* [What you will do]
Skip the images and copy each record exactly as written.

— BEGIN Given records —

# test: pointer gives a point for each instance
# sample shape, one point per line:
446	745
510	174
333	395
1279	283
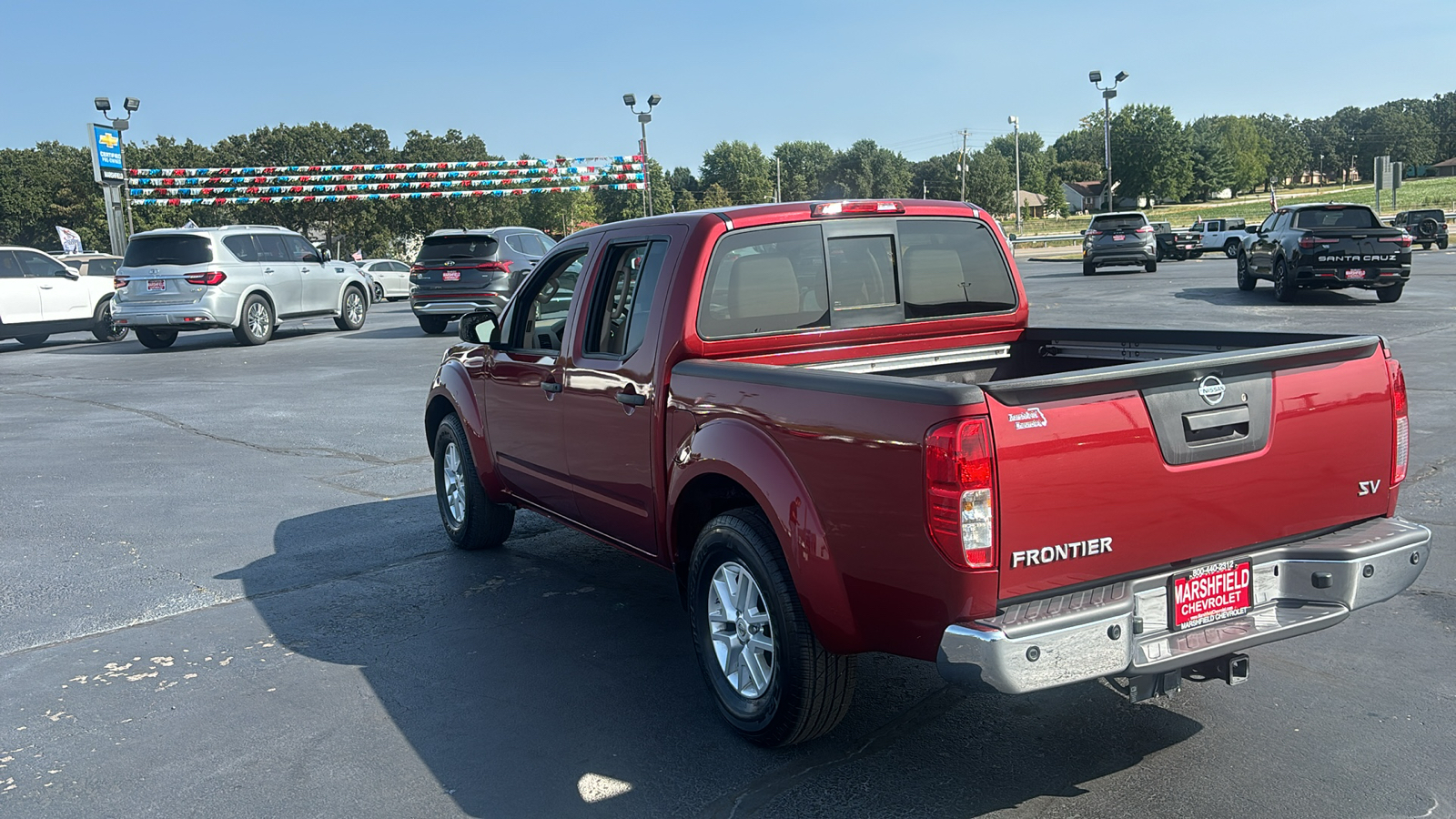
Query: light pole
1016	127
644	116
1108	94
121	124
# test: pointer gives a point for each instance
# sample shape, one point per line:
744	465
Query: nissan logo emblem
1212	390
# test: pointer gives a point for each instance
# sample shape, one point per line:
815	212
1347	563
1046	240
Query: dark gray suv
1116	239
459	271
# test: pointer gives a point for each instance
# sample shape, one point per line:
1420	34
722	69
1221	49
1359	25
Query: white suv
40	296
242	278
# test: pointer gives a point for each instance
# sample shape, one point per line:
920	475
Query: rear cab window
159	251
854	273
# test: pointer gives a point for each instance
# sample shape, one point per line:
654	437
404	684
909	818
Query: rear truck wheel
1247	280
258	322
104	329
157	339
354	309
1285	286
772	680
472	521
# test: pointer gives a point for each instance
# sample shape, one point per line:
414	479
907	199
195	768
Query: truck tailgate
1117	471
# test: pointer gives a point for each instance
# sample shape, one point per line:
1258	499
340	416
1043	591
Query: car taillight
960	496
1402	423
849	208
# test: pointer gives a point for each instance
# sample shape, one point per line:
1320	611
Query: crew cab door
611	401
521	402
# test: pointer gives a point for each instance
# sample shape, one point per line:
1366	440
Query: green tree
740	171
804	169
1150	155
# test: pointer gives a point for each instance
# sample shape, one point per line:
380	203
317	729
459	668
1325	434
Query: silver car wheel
742	630
354	307
455	482
258	319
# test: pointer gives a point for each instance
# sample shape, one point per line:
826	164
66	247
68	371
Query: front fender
451	392
739	450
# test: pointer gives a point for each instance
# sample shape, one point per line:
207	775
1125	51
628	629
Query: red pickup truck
832	421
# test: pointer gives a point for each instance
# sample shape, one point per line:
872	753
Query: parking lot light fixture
644	116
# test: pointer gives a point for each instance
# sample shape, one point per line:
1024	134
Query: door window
242	247
38	266
623	299
538	318
271	248
300	251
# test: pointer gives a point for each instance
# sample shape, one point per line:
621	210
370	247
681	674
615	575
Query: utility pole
965	136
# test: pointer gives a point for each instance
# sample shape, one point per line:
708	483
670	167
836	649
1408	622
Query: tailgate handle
1215	424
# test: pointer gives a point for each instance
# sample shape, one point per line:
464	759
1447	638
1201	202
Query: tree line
1154	155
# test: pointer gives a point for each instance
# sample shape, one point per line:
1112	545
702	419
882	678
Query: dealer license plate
1210	593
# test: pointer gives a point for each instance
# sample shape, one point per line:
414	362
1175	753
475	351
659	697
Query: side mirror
480	327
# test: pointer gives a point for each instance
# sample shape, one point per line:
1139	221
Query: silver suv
242	278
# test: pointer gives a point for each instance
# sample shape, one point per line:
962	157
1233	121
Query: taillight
960	496
1402	423
849	208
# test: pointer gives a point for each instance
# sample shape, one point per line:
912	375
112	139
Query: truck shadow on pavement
555	676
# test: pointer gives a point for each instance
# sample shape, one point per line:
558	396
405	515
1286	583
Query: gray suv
460	271
1116	239
242	278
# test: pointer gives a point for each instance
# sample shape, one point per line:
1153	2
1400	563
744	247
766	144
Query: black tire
1247	278
157	339
1285	286
104	329
472	521
356	307
807	690
258	322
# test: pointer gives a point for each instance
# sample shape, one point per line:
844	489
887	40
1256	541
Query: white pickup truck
1220	234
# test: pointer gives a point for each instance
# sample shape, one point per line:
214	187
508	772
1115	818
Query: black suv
1426	227
459	271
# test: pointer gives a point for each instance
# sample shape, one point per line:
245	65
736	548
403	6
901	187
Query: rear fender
744	453
451	394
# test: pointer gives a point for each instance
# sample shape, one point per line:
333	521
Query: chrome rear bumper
1121	629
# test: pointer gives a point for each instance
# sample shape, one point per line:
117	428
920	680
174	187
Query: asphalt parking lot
225	592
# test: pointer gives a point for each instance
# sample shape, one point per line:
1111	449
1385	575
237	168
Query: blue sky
548	77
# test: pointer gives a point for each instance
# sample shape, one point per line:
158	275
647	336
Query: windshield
149	251
451	248
1336	217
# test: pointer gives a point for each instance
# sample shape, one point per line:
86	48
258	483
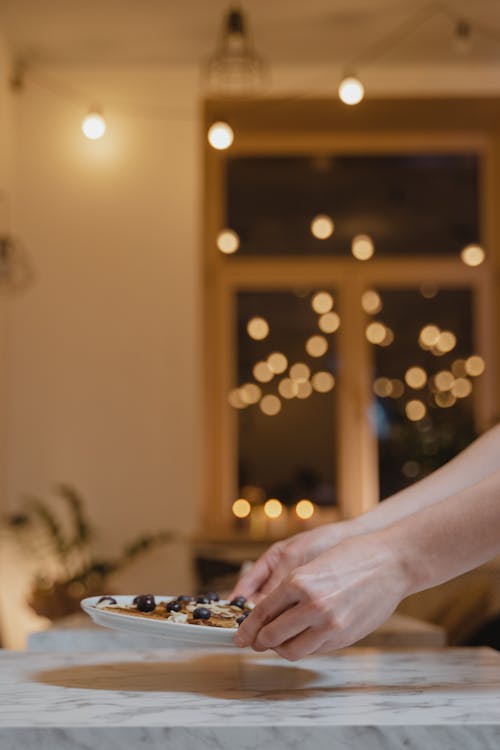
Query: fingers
308	642
268	609
251	581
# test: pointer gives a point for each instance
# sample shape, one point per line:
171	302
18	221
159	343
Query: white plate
170	631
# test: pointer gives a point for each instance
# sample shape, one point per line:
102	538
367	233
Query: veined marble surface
369	699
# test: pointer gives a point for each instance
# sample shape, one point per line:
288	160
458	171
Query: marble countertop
357	698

— END Given records —

* [In response]
# test: pointer gives a point for each instance
# sample shape, one point per line:
446	745
510	174
333	395
1279	283
Query: light pole
1016	127
644	116
1108	94
121	124
# test: pointer gives a point for each instance
# sample shape, one point per line:
744	465
Query: nissan logo emblem
1212	390
# test: pointer gives a point for each instance
# sample shape, one point per line:
815	212
1347	563
1046	240
Query: dark gray suv
1116	239
459	271
# test: pointer gives a point for each instance
# sample shape, one point per line:
1420	34
722	69
1221	49
1359	25
Query: white suv
40	296
242	278
# test: pointer gives a point for each instance
# sample shape, one point per line:
920	475
Query: rear cab window
159	251
854	273
# test: pointer gives a point for each instance
# sample shape, one point per line:
654	437
404	684
909	818
Query: rear truck wheel
1247	280
258	322
104	329
157	339
354	309
1285	286
772	680
472	521
# test: pointer gives a point for each instance
# sample shape, one point per line:
414	479
907	199
195	768
Query: truck tailgate
1117	471
# test: pointer gives a point for each instance
# sample shape, one point per line:
1258	499
340	416
1043	591
Query: car taillight
960	496
1402	423
849	208
# test: pointer gives a point for each instance
# sample shape, one point per line:
1320	611
Query: crew cab door
611	401
521	402
# test: pointer gives a point for each instance
# sample shape, one point per line:
1366	440
Query: green tree
740	171
804	169
1150	155
# test: pointer gives a point for each instance
# sample shape, one point per line:
380	203
317	729
459	668
1325	434
Query: silver car wheel
742	630
354	307
455	482
258	319
# test: pointer gives a point for each instance
# sample shape, one point per line:
826	164
66	247
68	371
Query: front fender
451	392
739	450
# test: pointer gives a point for each instance
# sample shape, one point per line:
207	775
1125	51
628	629
Query: red pickup truck
832	421
# test: pointer gives a point for each instance
# sample shape, one point per line:
872	753
Query: parking lot light fixture
644	116
# test: pointer gives a point for each instance
# sample shape, one point per line:
1024	134
Query: door window
242	247
38	266
623	299
538	318
271	248
300	251
# test: pointer gives a point for each instance
# sample shape, one point per line:
621	210
370	247
681	674
615	575
Query: utility pole
965	136
# test: pointer gives a point for each instance
# sample shape, one point per line:
708	483
670	167
836	649
1408	622
Query: tailgate handle
1215	424
# test: pointer gives a point for each instance
# sample shape, one point per line:
464	759
1447	638
1201	202
Query: tree line
1154	155
# test: pointer gives a point for each instance
# sample shape, one point per line:
1112	545
702	419
882	678
Query: dealer license plate
1210	593
# test: pointer gives a point for each instance
# sample shape, one point per line:
414	362
1175	753
475	351
659	697
Query: side mirror
480	327
# test: pointer gives a point for each instance
# sample shape, one point per line:
1139	221
Query: silver suv
242	278
# test: pointer gives a point for each instance
# sample shape, one point per line:
962	157
1233	121
Query: taillight
960	496
1402	423
849	208
# test: pointer gives a point for each instance
# sample shape, one point per line:
912	375
112	139
Query: truck shadow on pavement
555	676
# test: pointer gives a point for each instance
# sample shape, one point per line:
558	396
405	515
1286	583
Query: gray suv
460	271
1116	239
242	278
# test: pointer gives a point for each instance
# sample shape, one point per line:
1153	2
1400	563
744	247
766	144
Query: black tire
1247	278
157	339
1285	286
104	329
472	521
356	307
807	690
258	322
# test: pointer gives a point for each instance
# sample shape, one point per line:
844	489
887	40
1256	541
Query: white pickup truck
1220	234
# test: pointer gives a point for each instance
# sample shape, one point per line:
214	187
508	772
1115	818
Query: black suv
1426	227
459	271
# test: pointer gives a point for each instance
# sample shape, one point per line:
245	65
736	548
403	6
901	187
Query: rear fender
744	453
451	394
# test: pointer gives a point for each instance
# sample shape, one point per line:
333	521
Query: chrome rear bumper
1121	629
# test: pointer gives a point for each instance
# sample shape, one point per line:
117	428
920	680
174	187
Query: asphalt parking lot
225	592
# test: pointer gives a point for each instance
# sample shape, one point per line:
1111	449
1385	575
237	168
Query: blue sky
548	77
# test: pointer gives a point for each instance
# sample shape, one point per line:
158	275
647	336
Query: windshield
149	251
451	248
1336	217
# test: pointer gives a point for each instance
# sample shape, one point per line:
86	48
258	483
Query: fingers
308	642
268	609
251	581
# test: pointer gives a point for each instance
# sample shape, one point per line:
171	302
18	221
159	343
Query: white plate
170	631
# test: pointer gives a point for each instance
# sample shape, one point per line:
102	538
367	233
Query: veined marble surface
369	699
# test: pointer gives a point for each instance
# sample shape, one point per line:
288	160
458	171
Query: marble countertop
357	698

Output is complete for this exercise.